Copy the lines of the records exactly, from the line with "the soccer ball" through the end of the records.

# MATERIAL FOR THIS EXERCISE

* * * * * * *

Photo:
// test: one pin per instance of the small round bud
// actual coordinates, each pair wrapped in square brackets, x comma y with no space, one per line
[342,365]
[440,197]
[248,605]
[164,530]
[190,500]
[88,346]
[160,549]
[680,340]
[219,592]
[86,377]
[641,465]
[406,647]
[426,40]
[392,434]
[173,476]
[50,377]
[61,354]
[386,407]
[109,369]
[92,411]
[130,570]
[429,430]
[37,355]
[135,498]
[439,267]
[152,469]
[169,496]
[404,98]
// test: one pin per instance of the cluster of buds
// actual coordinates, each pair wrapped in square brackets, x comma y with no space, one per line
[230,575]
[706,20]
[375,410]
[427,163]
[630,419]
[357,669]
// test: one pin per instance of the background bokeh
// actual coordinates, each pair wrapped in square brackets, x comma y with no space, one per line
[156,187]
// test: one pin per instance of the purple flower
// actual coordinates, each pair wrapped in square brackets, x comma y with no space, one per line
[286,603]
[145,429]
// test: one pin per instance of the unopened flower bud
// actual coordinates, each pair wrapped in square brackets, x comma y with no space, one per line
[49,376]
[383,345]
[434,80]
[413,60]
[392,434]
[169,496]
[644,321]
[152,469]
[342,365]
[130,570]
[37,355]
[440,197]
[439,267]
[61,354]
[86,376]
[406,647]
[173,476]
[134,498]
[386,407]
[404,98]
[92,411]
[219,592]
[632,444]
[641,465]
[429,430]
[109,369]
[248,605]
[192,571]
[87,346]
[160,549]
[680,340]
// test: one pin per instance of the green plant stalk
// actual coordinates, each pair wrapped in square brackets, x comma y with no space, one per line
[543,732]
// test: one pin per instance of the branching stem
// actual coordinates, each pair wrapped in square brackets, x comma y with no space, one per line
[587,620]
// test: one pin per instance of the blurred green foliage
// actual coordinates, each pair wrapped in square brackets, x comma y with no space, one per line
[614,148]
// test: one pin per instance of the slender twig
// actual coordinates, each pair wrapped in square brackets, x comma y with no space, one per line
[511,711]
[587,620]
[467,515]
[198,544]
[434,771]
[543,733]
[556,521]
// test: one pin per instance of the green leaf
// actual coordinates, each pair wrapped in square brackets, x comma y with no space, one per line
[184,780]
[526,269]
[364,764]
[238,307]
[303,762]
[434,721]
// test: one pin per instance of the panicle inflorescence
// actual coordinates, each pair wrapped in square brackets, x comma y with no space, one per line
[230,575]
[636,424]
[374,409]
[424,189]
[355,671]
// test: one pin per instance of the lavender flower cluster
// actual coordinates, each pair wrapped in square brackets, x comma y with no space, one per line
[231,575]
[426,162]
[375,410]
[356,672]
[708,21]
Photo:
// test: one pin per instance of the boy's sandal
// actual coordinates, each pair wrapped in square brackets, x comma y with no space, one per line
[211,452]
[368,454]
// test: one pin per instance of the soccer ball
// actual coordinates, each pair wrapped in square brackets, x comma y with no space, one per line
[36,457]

* * * * * * *

# FULL SOLUTION
// test: one pin per instance of the soccer ball
// actual coordinates, each pair wrapped in square brackets, x comma y with no space, one per line
[36,457]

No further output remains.